_The problem_
The entries are to be repeated in full, without any change.

_Entries shown_
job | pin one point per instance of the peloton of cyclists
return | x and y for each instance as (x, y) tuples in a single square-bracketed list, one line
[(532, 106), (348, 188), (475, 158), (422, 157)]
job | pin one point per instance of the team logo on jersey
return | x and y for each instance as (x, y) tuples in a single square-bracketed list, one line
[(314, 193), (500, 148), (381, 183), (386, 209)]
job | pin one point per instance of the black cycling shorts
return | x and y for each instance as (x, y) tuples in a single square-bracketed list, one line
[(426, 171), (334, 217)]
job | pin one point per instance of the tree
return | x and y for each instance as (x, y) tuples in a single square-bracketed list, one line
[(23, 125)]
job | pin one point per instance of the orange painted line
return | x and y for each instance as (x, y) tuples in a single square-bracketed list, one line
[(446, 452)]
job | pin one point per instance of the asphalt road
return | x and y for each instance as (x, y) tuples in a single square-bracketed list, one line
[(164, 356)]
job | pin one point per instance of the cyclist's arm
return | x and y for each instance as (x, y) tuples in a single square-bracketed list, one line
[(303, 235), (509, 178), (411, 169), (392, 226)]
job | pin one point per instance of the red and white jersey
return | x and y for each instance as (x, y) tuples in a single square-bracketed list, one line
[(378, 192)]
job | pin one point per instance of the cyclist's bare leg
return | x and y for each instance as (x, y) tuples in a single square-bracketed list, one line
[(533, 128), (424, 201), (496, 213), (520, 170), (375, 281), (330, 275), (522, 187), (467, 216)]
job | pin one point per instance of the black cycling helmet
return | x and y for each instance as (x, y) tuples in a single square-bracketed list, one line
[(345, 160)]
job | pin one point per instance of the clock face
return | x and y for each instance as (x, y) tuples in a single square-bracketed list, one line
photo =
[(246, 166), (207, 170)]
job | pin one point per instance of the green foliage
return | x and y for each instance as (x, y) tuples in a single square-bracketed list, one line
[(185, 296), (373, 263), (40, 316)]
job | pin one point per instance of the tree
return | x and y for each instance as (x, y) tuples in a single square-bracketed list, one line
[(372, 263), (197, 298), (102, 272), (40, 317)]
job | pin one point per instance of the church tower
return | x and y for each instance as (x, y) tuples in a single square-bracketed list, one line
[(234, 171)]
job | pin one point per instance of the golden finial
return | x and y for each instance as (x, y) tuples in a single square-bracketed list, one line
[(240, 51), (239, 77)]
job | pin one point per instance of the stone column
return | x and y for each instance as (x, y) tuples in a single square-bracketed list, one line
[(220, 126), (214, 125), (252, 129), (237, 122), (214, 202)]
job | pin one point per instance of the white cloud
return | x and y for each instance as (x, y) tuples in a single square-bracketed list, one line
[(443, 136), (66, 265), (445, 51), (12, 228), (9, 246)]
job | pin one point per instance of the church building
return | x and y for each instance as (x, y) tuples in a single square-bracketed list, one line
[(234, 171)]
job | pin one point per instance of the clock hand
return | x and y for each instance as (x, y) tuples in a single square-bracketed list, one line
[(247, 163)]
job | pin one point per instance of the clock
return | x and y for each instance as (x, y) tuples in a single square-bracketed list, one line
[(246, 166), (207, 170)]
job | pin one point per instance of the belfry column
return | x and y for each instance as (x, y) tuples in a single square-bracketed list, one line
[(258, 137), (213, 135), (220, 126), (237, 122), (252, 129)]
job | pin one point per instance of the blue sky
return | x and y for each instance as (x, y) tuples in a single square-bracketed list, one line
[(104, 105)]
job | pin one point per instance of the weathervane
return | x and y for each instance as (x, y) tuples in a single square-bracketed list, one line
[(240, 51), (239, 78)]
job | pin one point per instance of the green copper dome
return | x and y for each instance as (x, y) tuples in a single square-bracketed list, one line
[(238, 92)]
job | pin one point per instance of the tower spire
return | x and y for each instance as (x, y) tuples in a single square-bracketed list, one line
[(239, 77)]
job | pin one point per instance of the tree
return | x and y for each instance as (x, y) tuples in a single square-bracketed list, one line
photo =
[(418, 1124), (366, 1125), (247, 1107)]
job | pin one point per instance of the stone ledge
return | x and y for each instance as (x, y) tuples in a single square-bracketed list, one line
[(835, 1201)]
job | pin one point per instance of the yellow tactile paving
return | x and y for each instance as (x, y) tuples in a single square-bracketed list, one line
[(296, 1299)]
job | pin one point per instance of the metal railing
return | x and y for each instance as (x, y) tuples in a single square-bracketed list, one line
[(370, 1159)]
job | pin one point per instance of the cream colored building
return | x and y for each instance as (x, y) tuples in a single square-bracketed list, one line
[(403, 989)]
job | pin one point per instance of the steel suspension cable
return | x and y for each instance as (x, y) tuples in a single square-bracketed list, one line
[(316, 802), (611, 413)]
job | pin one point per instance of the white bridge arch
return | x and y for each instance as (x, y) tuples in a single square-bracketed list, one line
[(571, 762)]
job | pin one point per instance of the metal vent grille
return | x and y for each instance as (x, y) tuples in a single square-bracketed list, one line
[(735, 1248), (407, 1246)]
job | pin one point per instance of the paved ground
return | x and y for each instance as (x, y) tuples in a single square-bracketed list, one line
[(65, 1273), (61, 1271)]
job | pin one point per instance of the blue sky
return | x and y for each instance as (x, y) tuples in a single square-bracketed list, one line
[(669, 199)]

_Reply_
job | pin one point per instance of the peloton of cyclists
return | x and y for each instance as (x, y) tuples in a single square-bracketed list, one line
[(532, 106), (348, 188), (475, 158), (422, 157)]
job | pin one point per instance of the team logo on jersey
return | x and y for each instance as (x, y) tuples in a single square-bracketed list, one line
[(314, 193), (500, 148), (381, 183), (386, 209)]
job | pin one point per instance of the black cycling shorts
return | x and y for each instance as (x, y) tuples in a single square-bracketed list, one line
[(426, 171), (334, 217)]
job | pin one point per instance of the tree
return | x and y for each instance as (x, y) tuples in a single square-bracketed list, one line
[(23, 125)]
job | pin one point per instance of the orange painted line
return | x and y for each instance as (x, y) tuples in a single square-bracketed list, one line
[(446, 452)]
job | pin one point per instance of the asphalt road
return | x and y for each instance as (x, y) tuples in a single square-bracketed list, one line
[(164, 356)]
job | pin one point per instance of the cyclist's arm
return | x and y for each instance as (x, y) tuples in a single square-bracketed list, one line
[(303, 235), (509, 178), (411, 169), (392, 226)]
job | pin one point per instance of the red and white jersey
return | x and y for each instance as (x, y) tuples in a single square-bracketed list, one line
[(378, 192)]
job | pin one point per instance of the cyclist's bare leg
return | x and y for each instance as (x, y) tuples in a single square-bracketed list, one line
[(533, 128), (424, 201), (496, 213), (520, 170), (375, 281), (330, 275), (522, 187), (467, 216)]
job | pin one point per instance of the black cycling helmet
return | x and y for each instance as (x, y) tuples in a single square-bracketed list, one line
[(345, 160)]
job | pin one point per instance of the clock face
return | x and y for each instance as (x, y) tuples in a single square-bracketed list, one line
photo =
[(246, 166), (207, 170)]
job | pin one point per instance of the green foliage
return | x and y for each instance as (x, y) tuples in a single square-bracketed list, one line
[(185, 296), (373, 263), (40, 316)]
job | pin one point per instance of the tree
return | x and y for each instance as (x, y) tuples in a single square-bracketed list, one line
[(372, 263), (197, 298), (102, 272), (40, 317)]
job | pin one point per instance of the church tower
return | x and y for each instance as (x, y) tuples in a single square-bracketed list, one line
[(234, 171)]
job | pin one point per instance of the golden finial
return | x and y for each instance as (x, y) tuples in a single square-bracketed list, one line
[(240, 51), (239, 77)]
job | pin one point per instance of the stone column
return | x and y for each instance as (x, y) tuples in a single square-bracketed list, one line
[(220, 126), (214, 125), (252, 129), (237, 122), (214, 202)]
job | pin one point per instance of the white cloud
return | x and y for each instance as (x, y) tuples in a single square-bracketed list, one line
[(443, 136), (66, 265), (445, 51), (12, 228), (9, 246)]
job | pin one point per instance of the church building
return | x and y for each instance as (x, y) tuples in a single square-bracketed list, one line
[(234, 171)]
job | pin one point per instance of the clock hand
return | x and y for each instance as (x, y) tuples in a single square-bracketed list, one line
[(247, 163)]
job | pin one point per instance of the clock
return | x and y for each instance as (x, y) tuples in a single square-bracketed list, one line
[(246, 166), (207, 170)]
job | pin one point per instance of the belfry column
return | x and y for each instance as (x, y) tuples in a single square-bracketed list, one line
[(258, 137), (213, 135), (220, 126), (237, 122), (252, 129)]
job | pin one point per instance of the blue sky
return | x and y for each instance as (x, y) tuples in a single square-bracketed list, one line
[(104, 105)]
job | pin one point per instance of the weathervane
return | x and y for each instance as (x, y) tuples in a single square-bracketed list, one line
[(240, 51), (239, 78)]
job | pin one point per instance of the green copper dome
return | x and y for each instance as (x, y) tuples in a single square-bracketed list, one line
[(238, 92)]
job | pin one point per instance of the tower spire
return | x and y for each instance as (x, y) tuples in a single square-bracketed list, one line
[(239, 77)]
job | pin one point per instance of the tree
return | x and y for each instance as (x, y) tuples in a single square-bracketed list, one line
photo =
[(418, 1124), (366, 1125), (247, 1107)]
job | pin one point per instance of the stone ledge
return | x and y for each instance as (x, y) tuples in a single square-bracketed list, one line
[(835, 1201)]
job | pin one point per instance of the yellow tactile paving
return | x and y for each instance as (x, y) tuples in a single square-bracketed list, one line
[(296, 1299)]
job | pin one point per instance of the metal railing
return | x and y for each instance as (x, y) tuples in a single square-bracketed list, one line
[(370, 1159)]
job | pin one point per instance of the cream colored building
return | x and y for each instance as (x, y) tuples in a single square-bracketed list, one line
[(403, 989)]
job | pin one point per instance of the steel suspension cable
return | x and y for each instance as (x, y) tuples in a single square-bracketed list, one line
[(316, 802), (611, 413)]
job | pin one point per instance of the white bridge arch
return | x and y for each instance as (x, y) tuples in a single square-bracketed list, one line
[(571, 762)]
job | pin one point per instance of the metal vent grille
return | x and y for each instance as (x, y) tuples in a single square-bracketed list, one line
[(735, 1248), (407, 1246)]
job | pin one point per instance of the paved ground
return | x and y for each instance as (x, y) tuples in a single square-bracketed list, one line
[(65, 1273), (61, 1271)]
job | pin one point per instance of the blue sky
return | x and y for each instance as (x, y) tuples in a single square-bracketed list, one line
[(669, 199)]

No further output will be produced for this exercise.